**COMPLETE THE FOLLOWING**
#1 According to the networking post, over what period has the economy been rough?
#2 Reproduce the networking post word for word, everything from "Friday, November 20, 2009" down to "the way up!".

**PASSAGE TO READ**
Friday, November 20, 2009

Networking Is Different When You Are On Top

There is a lot written, on this blog and elsewhere, about the importance of building a network of professional contacts as you build your career. During the rough economy over the past 18 months many business executives have seen that the companies who have achieved the most have benefited from the long-term mutually beneficial connections. Networking is cool again as everyone wants to harness every advantage.

But not much is written about what to do once you have developed an extensive reputation and a large database of contacts. Problems occurs with managing your network once you have achieved high levels of success. Networking is different when you are on top of the pyramid than it is on the way up!

Successful entrepreneurs, venture capitalists, lawyers, accounting executives, consultants, and others rely heavily on networking on the way up the ladder, but once they are on top, they have issues maintaining the large number of key relationships, and have difficulty finding the time to establish new friendships, while simultaneously keeping up with those who are already in their database.

Many quit the process of networking and cultivating relationships. Some forget the reality that it was other people who helped them along their path and start to believe their own press about their greatness. Other are just overwhelmed by the hours it takes to navigate their high-level, high-pressure careers and just drop out of the social scene.

Additionally, once you occupy the corner office you will have a certain level of fame in your industry and community. This means that your phone will ring with several requests to meet for lunch or coffee, as lots of people will want to "pick your brain". Strangers, friends-of-friends, and other admirers will want access to your calendar. While you don't want to be rude, if you let everyone "pick", you will have no gray matter left in the end. This leads to people closing themselves off from the rest of the world.

Finally, with a large network, you will find there many people who are dead weight or too self-oriented to help you succeed (bad networkers who fail to help you, while always expecting you to assist them). These people can be major time hogs and / or sap your motivation levels while they seek your advice, introductions, and referrals. Knowing too many of these types will turn off the most seasoned networker.

Here are five tips to manage a large network once you have arrived at the senior levels of success:

1. Remember How You Got To The Top. If people in your life helped you succeed, acknowledge that your network was an important key to your success. Then make it a point to help others reach their goals. If you make assisting others a priority, you will be more likely to take action when you see a possible connection that would be beneficial for others. Beware of falsely imagining that you are one who "pays it forward", as most people think they do this even when they do not. We all want to be "good people", but it is easy to get busy and fail to take actions that are not part of our immediate to-do list.

**ENTRIES PROVIDED**

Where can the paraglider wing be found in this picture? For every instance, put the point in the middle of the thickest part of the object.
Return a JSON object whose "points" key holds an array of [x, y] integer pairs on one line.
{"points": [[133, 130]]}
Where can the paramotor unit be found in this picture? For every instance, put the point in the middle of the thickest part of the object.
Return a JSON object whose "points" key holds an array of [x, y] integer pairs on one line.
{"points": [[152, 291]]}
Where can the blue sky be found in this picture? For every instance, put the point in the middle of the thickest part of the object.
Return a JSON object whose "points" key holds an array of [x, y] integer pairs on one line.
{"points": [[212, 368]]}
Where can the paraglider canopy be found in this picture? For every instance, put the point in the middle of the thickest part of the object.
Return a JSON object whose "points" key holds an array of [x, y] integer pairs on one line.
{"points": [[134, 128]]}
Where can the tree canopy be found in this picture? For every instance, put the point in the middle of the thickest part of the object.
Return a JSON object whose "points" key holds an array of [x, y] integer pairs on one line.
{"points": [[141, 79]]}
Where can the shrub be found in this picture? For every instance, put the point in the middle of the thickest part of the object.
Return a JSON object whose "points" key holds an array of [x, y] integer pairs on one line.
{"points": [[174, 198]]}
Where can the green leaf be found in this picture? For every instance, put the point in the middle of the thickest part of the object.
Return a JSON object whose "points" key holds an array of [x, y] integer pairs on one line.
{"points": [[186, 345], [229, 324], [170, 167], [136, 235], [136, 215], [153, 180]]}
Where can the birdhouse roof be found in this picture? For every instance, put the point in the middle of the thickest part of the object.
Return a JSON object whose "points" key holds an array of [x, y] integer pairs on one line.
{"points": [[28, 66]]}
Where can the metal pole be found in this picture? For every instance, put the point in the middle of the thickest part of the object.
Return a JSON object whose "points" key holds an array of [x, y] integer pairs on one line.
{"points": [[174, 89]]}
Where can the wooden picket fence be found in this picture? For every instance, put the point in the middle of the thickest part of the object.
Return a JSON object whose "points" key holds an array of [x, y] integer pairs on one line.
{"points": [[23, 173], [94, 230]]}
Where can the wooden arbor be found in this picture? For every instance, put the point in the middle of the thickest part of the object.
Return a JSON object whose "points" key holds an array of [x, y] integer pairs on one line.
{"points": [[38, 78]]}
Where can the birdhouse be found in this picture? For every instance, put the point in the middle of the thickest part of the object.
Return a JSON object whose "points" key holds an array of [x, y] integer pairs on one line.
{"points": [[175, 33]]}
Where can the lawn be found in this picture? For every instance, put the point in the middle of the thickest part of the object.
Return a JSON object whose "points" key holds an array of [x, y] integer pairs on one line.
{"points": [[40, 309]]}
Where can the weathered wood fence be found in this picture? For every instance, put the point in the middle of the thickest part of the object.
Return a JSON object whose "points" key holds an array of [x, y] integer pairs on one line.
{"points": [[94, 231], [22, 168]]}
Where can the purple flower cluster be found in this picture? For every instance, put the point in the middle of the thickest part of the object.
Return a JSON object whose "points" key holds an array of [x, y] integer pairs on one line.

**RESULTS FOR EACH TASK**
#1 The past 18 months.

#2
Friday, November 20, 2009

Networking Is Different When You Are On Top

There is a lot written, on this blog and elsewhere, about the importance of building a network of professional contacts as you build your career. During the rough economy over the past 18 months many business executives have seen that the companies who have achieved the most have benefited from the long-term mutually beneficial connections. Networking is cool again as everyone wants to harness every advantage.

But not much is written about what to do once you have developed an extensive reputation and a large database of contacts. Problems occurs with managing your network once you have achieved high levels of success. Networking is different when you are on top of the pyramid than it is on the way up!